#### [Task to carry out]
Count the lines in the data below that contain the string "lantern", matching case exactly, and give only that number.
**********
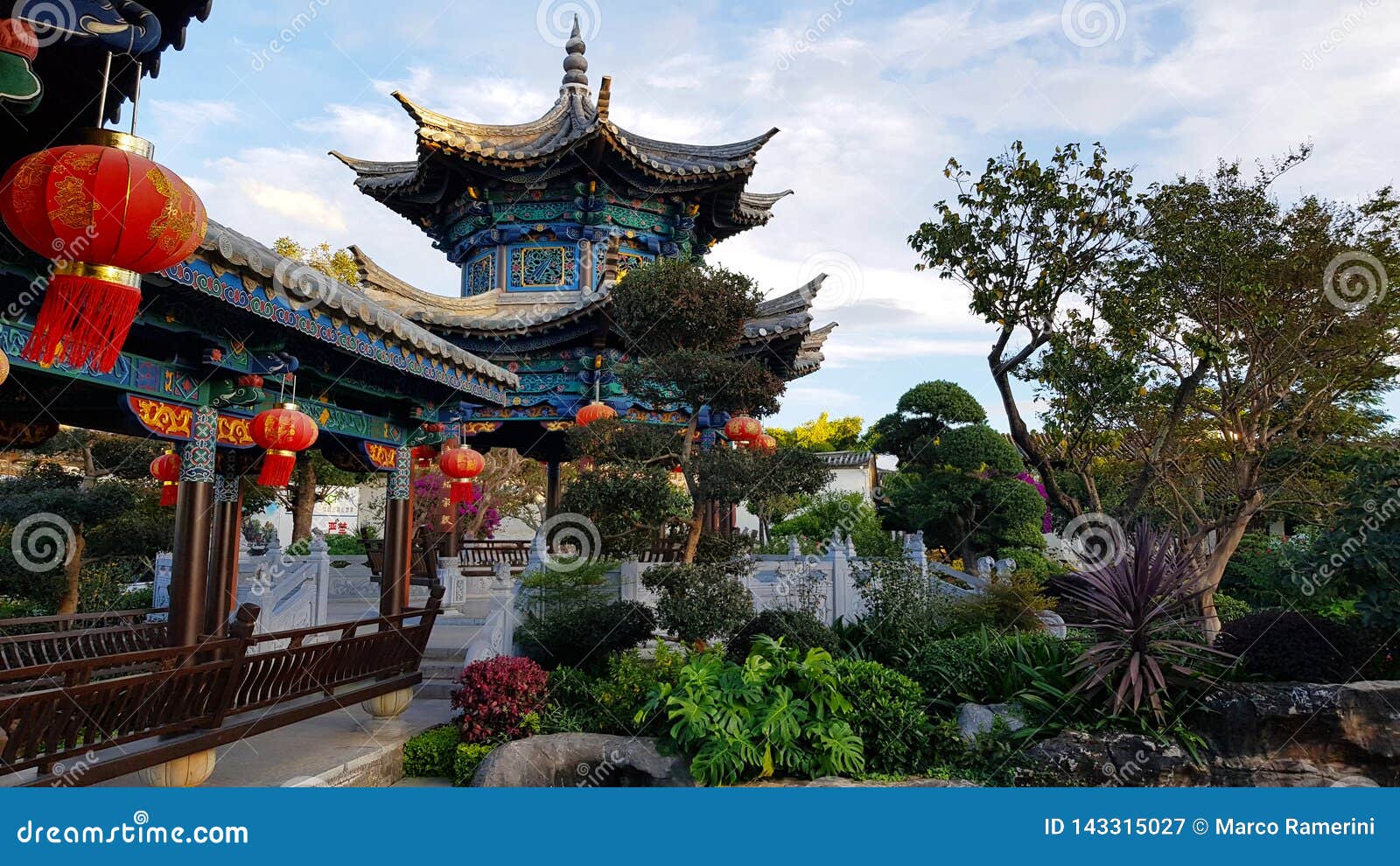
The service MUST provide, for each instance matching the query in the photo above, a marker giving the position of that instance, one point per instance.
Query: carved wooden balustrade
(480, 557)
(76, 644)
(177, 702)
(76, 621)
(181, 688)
**********
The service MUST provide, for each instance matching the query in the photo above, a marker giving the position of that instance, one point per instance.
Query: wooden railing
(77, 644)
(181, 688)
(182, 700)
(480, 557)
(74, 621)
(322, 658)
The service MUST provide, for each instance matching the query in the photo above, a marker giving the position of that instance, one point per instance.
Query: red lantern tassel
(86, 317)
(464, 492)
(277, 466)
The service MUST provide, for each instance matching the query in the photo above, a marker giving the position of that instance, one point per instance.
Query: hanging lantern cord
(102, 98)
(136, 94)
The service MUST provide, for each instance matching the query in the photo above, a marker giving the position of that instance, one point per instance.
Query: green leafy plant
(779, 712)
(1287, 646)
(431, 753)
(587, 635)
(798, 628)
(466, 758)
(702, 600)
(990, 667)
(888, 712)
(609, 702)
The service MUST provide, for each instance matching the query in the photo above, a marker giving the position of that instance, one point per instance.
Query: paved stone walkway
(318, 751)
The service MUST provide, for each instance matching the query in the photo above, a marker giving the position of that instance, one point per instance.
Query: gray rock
**********
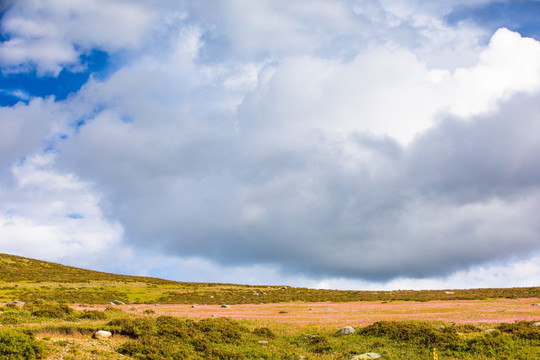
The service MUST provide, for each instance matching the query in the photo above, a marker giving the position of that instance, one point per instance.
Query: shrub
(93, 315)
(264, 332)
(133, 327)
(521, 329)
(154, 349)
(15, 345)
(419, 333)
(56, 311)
**********
#### [Written response]
2